What this task involves | Write out all of the data without omission, exactly as shown.
---- Excerpted data
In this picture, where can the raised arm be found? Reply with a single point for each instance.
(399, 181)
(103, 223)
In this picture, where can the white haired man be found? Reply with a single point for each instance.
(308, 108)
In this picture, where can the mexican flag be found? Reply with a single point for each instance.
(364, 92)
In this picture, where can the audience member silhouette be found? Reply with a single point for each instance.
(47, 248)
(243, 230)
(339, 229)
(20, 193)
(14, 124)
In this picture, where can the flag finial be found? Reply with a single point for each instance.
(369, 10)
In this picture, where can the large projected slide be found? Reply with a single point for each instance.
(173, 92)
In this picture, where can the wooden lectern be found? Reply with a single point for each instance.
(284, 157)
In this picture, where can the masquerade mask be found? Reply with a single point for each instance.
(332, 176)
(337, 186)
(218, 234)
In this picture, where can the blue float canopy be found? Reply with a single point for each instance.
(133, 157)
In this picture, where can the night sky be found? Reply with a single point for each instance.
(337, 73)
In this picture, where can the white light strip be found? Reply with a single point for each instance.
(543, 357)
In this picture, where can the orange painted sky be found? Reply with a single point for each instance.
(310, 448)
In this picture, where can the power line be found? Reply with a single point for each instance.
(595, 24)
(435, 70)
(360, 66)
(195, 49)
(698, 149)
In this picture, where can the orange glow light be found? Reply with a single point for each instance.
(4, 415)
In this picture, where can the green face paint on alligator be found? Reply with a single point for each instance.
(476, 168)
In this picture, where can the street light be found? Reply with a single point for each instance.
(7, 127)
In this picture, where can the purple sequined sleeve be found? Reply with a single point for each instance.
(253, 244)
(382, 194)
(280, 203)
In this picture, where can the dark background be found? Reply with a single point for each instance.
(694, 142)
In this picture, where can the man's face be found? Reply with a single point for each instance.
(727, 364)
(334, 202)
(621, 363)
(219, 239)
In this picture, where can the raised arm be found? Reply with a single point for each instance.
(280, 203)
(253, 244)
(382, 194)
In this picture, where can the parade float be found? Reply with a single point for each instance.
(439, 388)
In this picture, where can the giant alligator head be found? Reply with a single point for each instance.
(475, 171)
--------
Solution to this task |
In this picture, where can the raised arm be found? Reply with a single point for each instance.
(399, 181)
(103, 223)
In this picture, where can the white haired man be found? Reply with a single point for each instance.
(308, 108)
In this picture, where can the mexican flag be found? Reply with a single point for each instance.
(364, 92)
In this picture, where can the audience member silhouette be found? Reply with a single point for each instance.
(47, 248)
(243, 230)
(339, 229)
(20, 193)
(14, 124)
In this picture, where can the flag finial be found? Reply with a single point for each instance.
(369, 10)
In this picture, where can the large projected slide be found? Reply with a single point for each instance.
(173, 92)
In this picture, where can the wooden lectern be found? Reply with a single point for each instance.
(284, 157)
In this picture, where can the masquerade mask be found? Reply with a single point for each instance.
(332, 176)
(337, 186)
(218, 234)
In this picture, where can the blue float canopy be found? Reply with a single point for each instance.
(133, 157)
In this picture, where can the night sky be found? Reply with a single point for each instance.
(337, 73)
In this picture, where can the white light strip be found? Reply with a single point for each instance.
(543, 357)
In this picture, where can the orange painted sky be found? Reply with a single point for each instance.
(310, 448)
In this picture, where can the power line be found? Reply with a single point for each instance.
(595, 24)
(435, 70)
(360, 66)
(195, 49)
(698, 149)
In this picture, where can the orange glow light be found? Reply with a single point for each instance.
(4, 415)
In this picture, where can the green face paint on alligator be found? Reply with a single point for each instance.
(476, 168)
In this picture, where can the street light be found? Reply with a single point for each instance.
(7, 127)
In this picture, where can the purple sequined sleeve be found? Reply with a single point for each instance.
(253, 244)
(382, 194)
(280, 203)
In this picture, where can the dark background be found? Reply with a single point for each instance.
(694, 142)
In this picture, where can the man's face be found? Reply with a single point for each instance.
(727, 364)
(334, 202)
(621, 363)
(219, 239)
In this picture, where can the raised arm be found? Reply with a single point for each instance.
(280, 203)
(253, 244)
(382, 194)
In this picture, where can the parade float be found? Reply with a single point for each instance.
(439, 388)
In this picture, where can the giant alligator head be found? Reply with a single point for each instance.
(475, 171)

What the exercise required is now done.